# REQUIRED WORK:
Copy out the records word for word, from the line that contains "the police motorcycle." through the end of the records, including both.
[begin EXTRACTED RECORDS]
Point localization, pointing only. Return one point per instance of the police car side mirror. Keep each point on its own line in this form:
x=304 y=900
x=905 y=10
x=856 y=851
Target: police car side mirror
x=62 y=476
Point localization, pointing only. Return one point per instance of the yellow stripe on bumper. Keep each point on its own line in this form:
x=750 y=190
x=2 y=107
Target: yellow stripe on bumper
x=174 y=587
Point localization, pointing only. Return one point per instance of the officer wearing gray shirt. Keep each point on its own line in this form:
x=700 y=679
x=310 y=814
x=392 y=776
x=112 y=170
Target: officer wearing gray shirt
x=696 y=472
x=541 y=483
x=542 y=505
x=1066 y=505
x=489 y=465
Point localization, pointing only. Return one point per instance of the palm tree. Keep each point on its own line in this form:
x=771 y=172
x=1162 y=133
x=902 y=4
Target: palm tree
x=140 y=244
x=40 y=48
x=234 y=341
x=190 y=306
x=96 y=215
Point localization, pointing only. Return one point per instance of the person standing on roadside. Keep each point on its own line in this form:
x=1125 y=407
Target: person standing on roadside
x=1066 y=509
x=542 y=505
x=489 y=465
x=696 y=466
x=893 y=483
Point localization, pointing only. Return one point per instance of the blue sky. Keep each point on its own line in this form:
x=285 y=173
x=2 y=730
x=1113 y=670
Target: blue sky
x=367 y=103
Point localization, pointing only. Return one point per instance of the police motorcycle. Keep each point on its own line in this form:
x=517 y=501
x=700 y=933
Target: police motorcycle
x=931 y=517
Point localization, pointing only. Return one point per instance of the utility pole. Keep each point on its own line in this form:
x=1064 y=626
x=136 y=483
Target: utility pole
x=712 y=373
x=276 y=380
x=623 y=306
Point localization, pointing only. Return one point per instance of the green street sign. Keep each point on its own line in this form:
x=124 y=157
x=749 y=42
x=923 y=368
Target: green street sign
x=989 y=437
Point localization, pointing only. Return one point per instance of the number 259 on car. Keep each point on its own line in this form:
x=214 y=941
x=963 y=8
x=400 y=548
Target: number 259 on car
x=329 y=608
[end EXTRACTED RECORDS]
# SOLUTION:
Point localization, pointing only. Return one point per instance of the police motorcycle. Keep each point on its own line in this form:
x=517 y=501
x=700 y=933
Target: police motorcycle
x=931 y=517
Point localization, pointing only. Return one point per instance of the utility pole. Keep each point on its own line in this form:
x=1064 y=626
x=136 y=483
Target: utility pole
x=712 y=373
x=276 y=380
x=623 y=306
Point localization, pointing only. Return one point per instance of the green street sign. Keep each point on its own line in this form:
x=124 y=157
x=749 y=42
x=923 y=368
Target: green street sign
x=989 y=437
Point localization, pointing only. Return one point per instance of the number 259 on car. Keep each point on its own line in this form:
x=214 y=941
x=963 y=8
x=400 y=548
Target: number 259 on car
x=329 y=608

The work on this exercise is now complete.